Babington, Sir Anthony Brutus (1877–1972), lawyer and politician, was born 24 November 1877, eldest son of Hume Babington, architect and civil engineer, of Creevagh House, Co. Londonderry, with an estate of 1,540 acres in 1876. The family were direct descendants of Brutus Babington (qv), bishop of Derry 1610–11, and Captain Richard Babington, an officer in King William's army at the Boyne. Educated at Glenalmond, Scotland, and TCD, he was called to the Irish bar (1900) and became a KC (1917). At the King's Inns he was a lecturer in equity, pleading, and practice, and was responsible for the second edition of Osborne's Pleading and practice in equity (Dublin, 1916). On the establishment of the Northern Ireland state in 1921, Babington moved north and enjoyed a wide practice on the north-west circuit. In 1925 he was elected to the NI house of commons as a unionist MP for Belfast South, and was appointed attorney general by Sir James Craig (qv). Despite being an unenthusiastic politician, he remained an MP and attorney general till 1937, representing the Cromac constituency from 1929. A member of the NI privy council from 1926, he was appointed an honorary bencher of the Middle Temple in 1930.
As a public representative, he was a staunch upholder of the unionist and protestant interest, sharing the convictions of his most stalwart cabinet colleagues. Knighted in the 1937 coronation honours list, he was appointed lord justice of appeal in the same year. In 1947 he chaired the agricultural inquiry committee, which advised on the development of the livestock industry and the more efficient marketing of all agricultural produce. He was vice-president of the Council of Social Services. In 1949 Babington retired from the bench to take up the chairmanship of the tribunal established under the Ulster transport act. This tribunal, which operated till 1967, encouraged a more car-centred transport policy, and was largely responsible for the closure of the Belfast & Co. Down railway. Babington also chaired a government inquiry into the licensing of clubs, which led to the enactment of new regulatory legislation at Stormont. A keen sportsman, he was invited by the Larne golf club to advise them on the layout of their new course at Cairndhu (1955); he was vice-president of the Dublin University boat club and for more than twenty years president of Linfield FC. He was a resolute agnostic, contemptuous of religious fanaticism but holding strong moral views; a member of the order of the Friendly Brothers of St Patrick; and an art collector. Babington died 10 April 1972 at his home, ‘Creevagh’, Portrush, Co. Antrim, aged 94.
He married (5 September 1907) Ethel (d. 1964), daughter of George Vaughan Hart (KC, TCD professor of feudal and English law) of Woodside, Howth, Co. Dublin, and sister of Ruth, wife of Senator Andrew Jameson (qv). They had one son and two daughters. Their son, Emerson, was crown solicitor for Co. Londonderry; their daughter Mary Hume married the surgeon T. D. Wilson. Newspaper obituaries stated that Babington spent many years working on a history of the Northern Ireland state, but to date nothing of this has been published. A valuable source for his career, however, is an unpublished typescript autobiography (written 1966), in the possession (2000) of Dr Thomas Wilson of Dublin.

Segmentation mask data
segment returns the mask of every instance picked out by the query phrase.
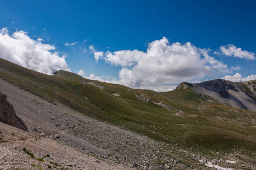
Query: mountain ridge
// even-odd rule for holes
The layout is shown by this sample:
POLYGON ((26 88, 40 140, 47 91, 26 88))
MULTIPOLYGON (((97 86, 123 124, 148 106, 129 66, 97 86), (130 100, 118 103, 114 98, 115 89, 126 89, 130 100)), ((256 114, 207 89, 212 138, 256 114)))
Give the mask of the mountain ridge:
POLYGON ((256 81, 233 82, 218 79, 198 83, 182 82, 175 89, 189 87, 236 108, 256 111, 256 81))

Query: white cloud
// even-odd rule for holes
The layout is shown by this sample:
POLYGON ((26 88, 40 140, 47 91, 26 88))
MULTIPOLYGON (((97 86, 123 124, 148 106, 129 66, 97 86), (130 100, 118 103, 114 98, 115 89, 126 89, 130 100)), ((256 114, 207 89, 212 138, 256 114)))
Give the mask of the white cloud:
POLYGON ((189 42, 170 43, 163 37, 150 43, 146 52, 137 50, 107 51, 101 58, 112 65, 121 67, 120 84, 139 88, 179 83, 213 74, 231 72, 227 65, 209 55, 210 51, 189 42))
POLYGON ((230 80, 233 82, 244 82, 249 80, 256 80, 256 75, 252 74, 251 75, 248 75, 247 77, 244 78, 243 77, 242 75, 237 72, 234 75, 226 75, 224 77, 221 78, 227 80, 230 80))
POLYGON ((158 92, 166 92, 174 90, 177 85, 159 85, 157 86, 141 86, 136 88, 139 89, 147 89, 158 92))
POLYGON ((243 50, 241 48, 237 48, 233 44, 229 44, 227 46, 222 46, 220 50, 223 54, 228 56, 243 58, 249 60, 255 59, 255 54, 246 50, 243 50))
POLYGON ((44 44, 43 40, 31 39, 23 31, 9 33, 6 28, 0 30, 1 58, 23 67, 52 75, 53 72, 64 70, 70 71, 65 60, 66 55, 60 56, 54 45, 44 44))
POLYGON ((72 43, 68 43, 68 42, 65 42, 65 44, 64 44, 64 45, 65 45, 66 47, 67 46, 73 46, 73 45, 76 45, 76 44, 77 44, 77 42, 72 42, 72 43))
MULTIPOLYGON (((111 79, 110 76, 108 75, 97 76, 95 76, 94 74, 90 74, 89 76, 87 76, 83 69, 81 69, 80 70, 79 70, 77 72, 77 74, 81 75, 84 78, 87 79, 98 80, 102 82, 107 82, 110 83, 120 84, 120 81, 117 80, 116 79, 114 78, 111 79)), ((172 90, 176 88, 177 86, 177 85, 161 85, 158 86, 140 86, 136 87, 135 88, 139 89, 148 89, 158 92, 164 92, 172 90)))
POLYGON ((236 67, 231 66, 231 69, 233 70, 240 70, 241 68, 242 68, 238 65, 236 67))
POLYGON ((103 57, 104 53, 102 51, 96 51, 94 49, 94 47, 92 45, 90 45, 89 46, 89 49, 92 52, 93 52, 93 55, 94 55, 94 58, 96 60, 96 62, 97 62, 99 60, 99 59, 103 57))

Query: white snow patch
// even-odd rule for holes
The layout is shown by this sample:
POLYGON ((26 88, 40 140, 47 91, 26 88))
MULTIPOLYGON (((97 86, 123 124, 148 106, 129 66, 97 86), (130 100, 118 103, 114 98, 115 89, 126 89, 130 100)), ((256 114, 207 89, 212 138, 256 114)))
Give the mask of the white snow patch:
POLYGON ((226 163, 236 163, 236 162, 235 160, 225 160, 225 162, 226 163))
POLYGON ((212 165, 212 163, 209 162, 207 163, 205 163, 205 164, 208 167, 214 167, 218 170, 233 170, 233 168, 225 168, 220 167, 217 165, 212 165))
POLYGON ((120 95, 119 93, 116 93, 116 92, 115 93, 114 93, 114 94, 112 94, 112 95, 114 95, 115 96, 117 96, 117 97, 119 97, 119 96, 120 96, 120 95))

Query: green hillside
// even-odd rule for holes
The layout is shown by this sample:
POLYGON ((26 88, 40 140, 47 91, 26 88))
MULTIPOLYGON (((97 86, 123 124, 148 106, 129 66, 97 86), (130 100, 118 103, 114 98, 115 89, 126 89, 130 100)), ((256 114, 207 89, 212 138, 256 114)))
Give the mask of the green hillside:
POLYGON ((206 153, 221 150, 255 157, 256 112, 189 88, 166 92, 133 89, 63 70, 48 75, 2 59, 0 78, 54 103, 156 140, 175 140, 206 153))

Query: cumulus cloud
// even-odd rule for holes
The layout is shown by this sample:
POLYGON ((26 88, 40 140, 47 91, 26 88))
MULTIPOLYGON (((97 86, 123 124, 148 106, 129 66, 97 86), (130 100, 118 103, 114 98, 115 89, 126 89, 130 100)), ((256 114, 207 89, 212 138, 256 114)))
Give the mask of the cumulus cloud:
POLYGON ((226 46, 220 47, 220 52, 228 56, 233 56, 240 58, 246 58, 249 60, 255 60, 255 54, 246 50, 243 50, 241 48, 237 48, 233 44, 229 44, 226 46))
POLYGON ((139 89, 147 89, 158 92, 166 92, 173 90, 178 85, 159 85, 157 86, 141 86, 136 88, 139 89))
POLYGON ((87 79, 98 80, 101 82, 109 82, 110 83, 118 84, 118 81, 115 79, 110 79, 110 77, 108 75, 97 76, 94 74, 90 74, 88 76, 87 76, 84 71, 83 69, 81 69, 77 72, 77 74, 82 76, 83 78, 87 79))
POLYGON ((231 69, 233 70, 240 70, 241 68, 241 67, 238 66, 238 65, 236 67, 231 66, 231 69))
POLYGON ((43 43, 41 38, 31 39, 23 31, 10 34, 6 28, 0 30, 1 57, 23 67, 52 75, 59 70, 70 71, 65 60, 66 55, 60 56, 54 45, 43 43))
POLYGON ((69 46, 73 46, 73 45, 75 45, 77 43, 77 42, 72 42, 72 43, 65 42, 65 44, 64 44, 64 45, 65 45, 66 47, 69 46))
POLYGON ((150 43, 146 52, 138 50, 107 51, 101 58, 120 66, 120 84, 131 87, 162 86, 231 72, 227 65, 188 42, 170 43, 163 37, 150 43))
POLYGON ((89 49, 91 50, 91 51, 93 52, 94 58, 96 60, 96 62, 98 62, 99 59, 103 57, 104 53, 102 51, 97 51, 96 50, 94 49, 94 47, 92 45, 89 46, 89 49))
POLYGON ((248 75, 247 77, 243 77, 240 73, 237 72, 234 75, 226 75, 224 77, 221 78, 227 80, 230 80, 233 82, 244 82, 249 80, 256 80, 256 75, 252 74, 251 75, 248 75))

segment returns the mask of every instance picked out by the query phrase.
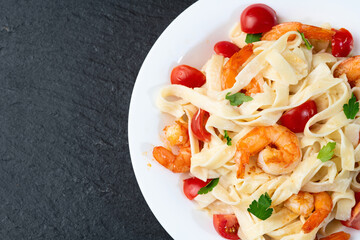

=== EXERCISE DESCRIPTION ===
From the biography of Sir Anthony Babington above, list every body or inquiry that he chaired.

=== EXPECTED OUTPUT ===
- The agricultural inquiry committee (1947)
- The tribunal established under the Ulster transport act (from 1949)
- A government inquiry into the licensing of clubs